> [Short exercise] Filter the rows below and copy each line that contains the string "wall". The match is case-sensitive.

-=-=-

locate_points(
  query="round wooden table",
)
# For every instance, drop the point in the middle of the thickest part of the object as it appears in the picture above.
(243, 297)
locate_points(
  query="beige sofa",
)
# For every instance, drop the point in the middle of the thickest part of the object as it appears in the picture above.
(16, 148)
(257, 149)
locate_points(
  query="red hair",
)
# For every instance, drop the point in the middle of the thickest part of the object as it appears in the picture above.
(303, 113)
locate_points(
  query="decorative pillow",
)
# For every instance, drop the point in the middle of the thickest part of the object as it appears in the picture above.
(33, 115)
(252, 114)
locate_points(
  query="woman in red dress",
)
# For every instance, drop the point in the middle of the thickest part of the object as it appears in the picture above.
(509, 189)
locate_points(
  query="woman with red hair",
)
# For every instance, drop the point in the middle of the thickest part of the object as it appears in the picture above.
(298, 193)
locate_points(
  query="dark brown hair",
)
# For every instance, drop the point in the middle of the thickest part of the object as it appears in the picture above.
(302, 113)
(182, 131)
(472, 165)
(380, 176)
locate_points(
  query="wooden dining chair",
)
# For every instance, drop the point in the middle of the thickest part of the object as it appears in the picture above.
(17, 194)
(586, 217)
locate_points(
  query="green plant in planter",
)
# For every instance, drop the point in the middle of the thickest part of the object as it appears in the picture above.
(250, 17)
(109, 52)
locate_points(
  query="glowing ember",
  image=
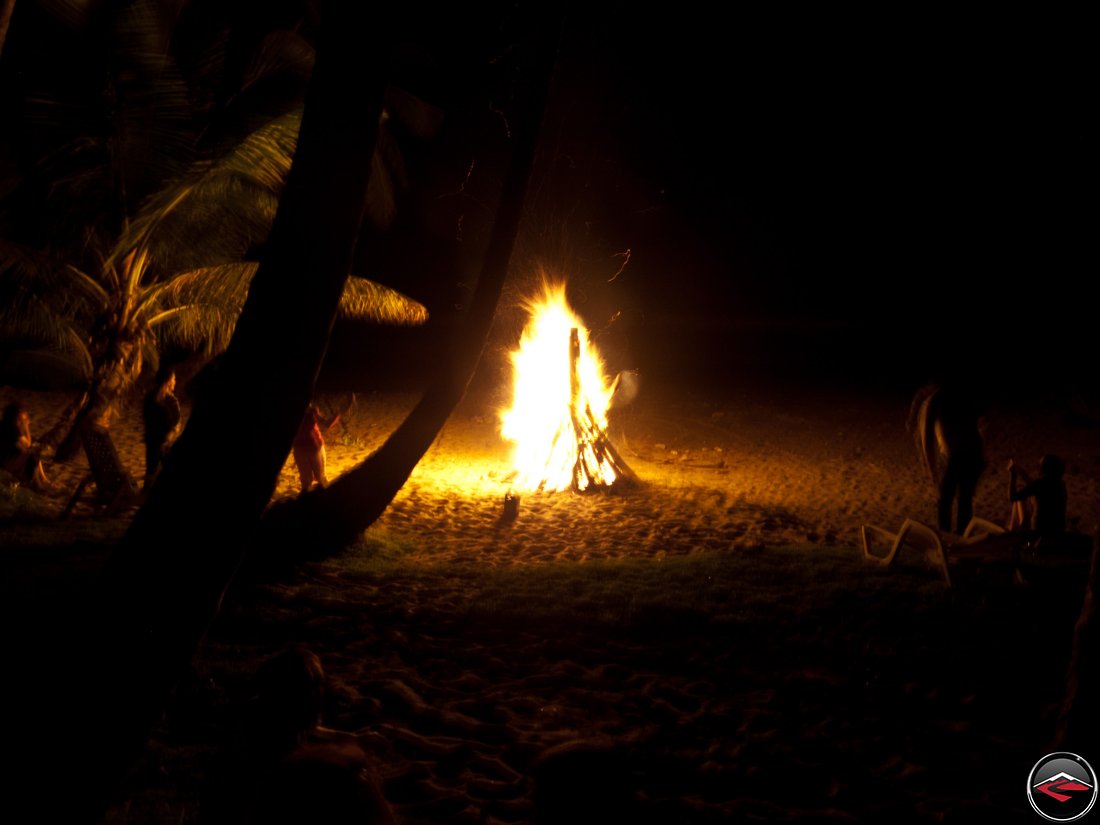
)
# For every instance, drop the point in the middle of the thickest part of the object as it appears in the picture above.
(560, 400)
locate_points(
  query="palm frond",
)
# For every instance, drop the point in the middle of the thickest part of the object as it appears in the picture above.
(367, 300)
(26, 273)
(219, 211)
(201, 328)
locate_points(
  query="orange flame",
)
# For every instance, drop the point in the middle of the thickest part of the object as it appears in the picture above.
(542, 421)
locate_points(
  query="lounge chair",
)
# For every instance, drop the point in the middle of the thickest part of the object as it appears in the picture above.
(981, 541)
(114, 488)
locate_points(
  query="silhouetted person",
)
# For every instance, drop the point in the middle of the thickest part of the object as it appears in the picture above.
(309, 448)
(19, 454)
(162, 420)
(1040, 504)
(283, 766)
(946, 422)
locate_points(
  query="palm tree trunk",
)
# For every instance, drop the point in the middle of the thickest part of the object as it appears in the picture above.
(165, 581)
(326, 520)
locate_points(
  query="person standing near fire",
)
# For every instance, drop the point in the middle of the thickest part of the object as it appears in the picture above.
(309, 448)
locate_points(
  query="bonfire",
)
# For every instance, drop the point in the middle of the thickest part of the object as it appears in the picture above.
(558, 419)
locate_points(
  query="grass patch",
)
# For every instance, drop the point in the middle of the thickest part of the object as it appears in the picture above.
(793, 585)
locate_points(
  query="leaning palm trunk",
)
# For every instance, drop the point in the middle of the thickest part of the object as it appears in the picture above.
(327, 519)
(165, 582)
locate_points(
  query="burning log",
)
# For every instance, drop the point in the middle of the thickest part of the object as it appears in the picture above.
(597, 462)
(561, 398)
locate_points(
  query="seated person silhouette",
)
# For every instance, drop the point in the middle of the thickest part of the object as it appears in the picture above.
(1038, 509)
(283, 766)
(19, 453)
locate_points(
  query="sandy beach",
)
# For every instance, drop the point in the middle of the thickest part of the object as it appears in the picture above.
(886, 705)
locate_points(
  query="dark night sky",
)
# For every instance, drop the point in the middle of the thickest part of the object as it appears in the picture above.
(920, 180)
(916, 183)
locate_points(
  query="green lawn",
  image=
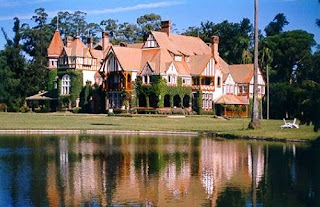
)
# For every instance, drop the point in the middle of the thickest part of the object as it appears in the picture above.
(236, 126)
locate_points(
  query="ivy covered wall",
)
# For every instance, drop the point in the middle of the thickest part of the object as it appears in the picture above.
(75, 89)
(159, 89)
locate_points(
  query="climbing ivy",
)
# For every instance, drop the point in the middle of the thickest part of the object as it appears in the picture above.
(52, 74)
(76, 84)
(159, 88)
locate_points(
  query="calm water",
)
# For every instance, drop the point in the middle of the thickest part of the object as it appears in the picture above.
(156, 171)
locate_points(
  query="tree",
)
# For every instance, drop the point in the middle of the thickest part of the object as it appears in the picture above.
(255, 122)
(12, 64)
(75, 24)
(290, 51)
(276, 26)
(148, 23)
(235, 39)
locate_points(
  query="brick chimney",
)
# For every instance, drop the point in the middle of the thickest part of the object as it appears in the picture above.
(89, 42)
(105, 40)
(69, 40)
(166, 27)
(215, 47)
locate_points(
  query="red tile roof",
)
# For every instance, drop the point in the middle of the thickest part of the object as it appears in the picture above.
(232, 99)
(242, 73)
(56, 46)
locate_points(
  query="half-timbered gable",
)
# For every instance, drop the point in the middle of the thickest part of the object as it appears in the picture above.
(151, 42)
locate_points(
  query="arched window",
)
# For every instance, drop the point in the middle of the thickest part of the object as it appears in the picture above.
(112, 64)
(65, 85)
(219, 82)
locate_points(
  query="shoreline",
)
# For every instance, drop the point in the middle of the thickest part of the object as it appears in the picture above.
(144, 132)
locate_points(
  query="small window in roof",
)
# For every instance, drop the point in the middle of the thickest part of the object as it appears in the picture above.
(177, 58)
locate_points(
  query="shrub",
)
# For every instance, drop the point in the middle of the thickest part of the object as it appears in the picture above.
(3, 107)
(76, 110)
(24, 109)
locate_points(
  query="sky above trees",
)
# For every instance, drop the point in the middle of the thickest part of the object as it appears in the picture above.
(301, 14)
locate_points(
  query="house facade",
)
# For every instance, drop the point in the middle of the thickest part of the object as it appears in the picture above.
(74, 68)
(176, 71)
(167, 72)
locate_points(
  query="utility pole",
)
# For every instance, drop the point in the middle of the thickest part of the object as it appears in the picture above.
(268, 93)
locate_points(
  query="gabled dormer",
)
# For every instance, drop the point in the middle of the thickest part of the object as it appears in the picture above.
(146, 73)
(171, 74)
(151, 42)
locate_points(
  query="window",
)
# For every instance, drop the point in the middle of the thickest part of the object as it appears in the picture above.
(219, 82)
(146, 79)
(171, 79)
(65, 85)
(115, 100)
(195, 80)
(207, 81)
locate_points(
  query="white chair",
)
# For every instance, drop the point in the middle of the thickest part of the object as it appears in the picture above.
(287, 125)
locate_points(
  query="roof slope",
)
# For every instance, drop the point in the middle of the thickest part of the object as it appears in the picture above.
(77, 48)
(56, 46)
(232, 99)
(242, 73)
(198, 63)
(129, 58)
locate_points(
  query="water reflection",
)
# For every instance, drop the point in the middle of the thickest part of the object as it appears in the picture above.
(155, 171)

-=-=-

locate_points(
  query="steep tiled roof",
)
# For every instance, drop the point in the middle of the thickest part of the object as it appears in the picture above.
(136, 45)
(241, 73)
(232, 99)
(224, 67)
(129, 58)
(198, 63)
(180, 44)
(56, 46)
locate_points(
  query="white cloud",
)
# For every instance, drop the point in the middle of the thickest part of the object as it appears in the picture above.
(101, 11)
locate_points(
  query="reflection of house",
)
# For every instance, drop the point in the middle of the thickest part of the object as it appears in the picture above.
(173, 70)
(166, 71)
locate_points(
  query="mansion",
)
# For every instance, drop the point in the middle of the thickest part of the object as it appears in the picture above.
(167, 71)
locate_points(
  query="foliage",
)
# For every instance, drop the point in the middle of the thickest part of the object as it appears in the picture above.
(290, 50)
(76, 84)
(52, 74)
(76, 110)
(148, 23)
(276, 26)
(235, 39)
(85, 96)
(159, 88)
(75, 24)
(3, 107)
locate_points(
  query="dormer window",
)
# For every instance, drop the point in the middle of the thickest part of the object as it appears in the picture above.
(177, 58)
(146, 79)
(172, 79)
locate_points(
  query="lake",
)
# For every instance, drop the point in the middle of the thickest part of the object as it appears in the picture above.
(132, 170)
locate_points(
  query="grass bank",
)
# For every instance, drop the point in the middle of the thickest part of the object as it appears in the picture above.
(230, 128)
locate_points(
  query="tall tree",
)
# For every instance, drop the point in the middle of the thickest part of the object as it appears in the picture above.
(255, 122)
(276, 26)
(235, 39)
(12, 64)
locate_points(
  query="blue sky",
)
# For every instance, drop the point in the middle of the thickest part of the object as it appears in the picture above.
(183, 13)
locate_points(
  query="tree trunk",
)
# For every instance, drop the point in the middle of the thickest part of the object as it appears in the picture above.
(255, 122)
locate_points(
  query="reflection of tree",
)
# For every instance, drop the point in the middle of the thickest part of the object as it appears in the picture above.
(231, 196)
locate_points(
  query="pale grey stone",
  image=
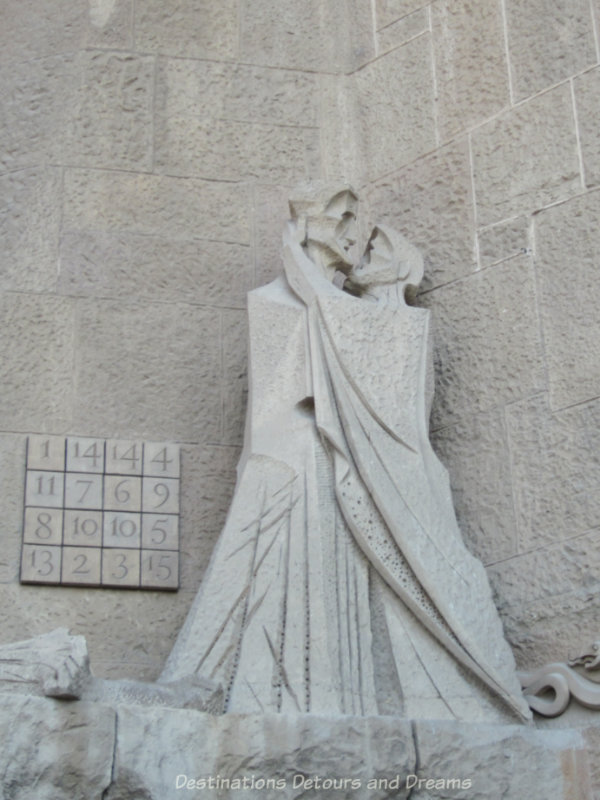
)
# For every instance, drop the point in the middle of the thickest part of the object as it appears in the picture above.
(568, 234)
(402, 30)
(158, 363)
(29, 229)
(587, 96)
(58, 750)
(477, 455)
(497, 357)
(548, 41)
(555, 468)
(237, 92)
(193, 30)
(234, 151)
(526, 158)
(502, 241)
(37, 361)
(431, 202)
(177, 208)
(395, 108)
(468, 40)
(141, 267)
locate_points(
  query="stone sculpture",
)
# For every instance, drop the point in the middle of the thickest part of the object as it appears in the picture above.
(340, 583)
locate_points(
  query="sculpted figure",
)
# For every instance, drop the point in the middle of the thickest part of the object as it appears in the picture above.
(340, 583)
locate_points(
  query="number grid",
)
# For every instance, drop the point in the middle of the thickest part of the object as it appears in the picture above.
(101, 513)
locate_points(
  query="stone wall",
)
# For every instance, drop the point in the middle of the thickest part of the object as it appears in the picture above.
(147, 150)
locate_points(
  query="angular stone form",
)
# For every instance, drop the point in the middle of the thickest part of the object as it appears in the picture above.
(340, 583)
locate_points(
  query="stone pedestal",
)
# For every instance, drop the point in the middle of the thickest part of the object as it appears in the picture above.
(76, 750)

-=-=-

> [Expected answer]
  query="ivy covered wall",
  query="stone wall",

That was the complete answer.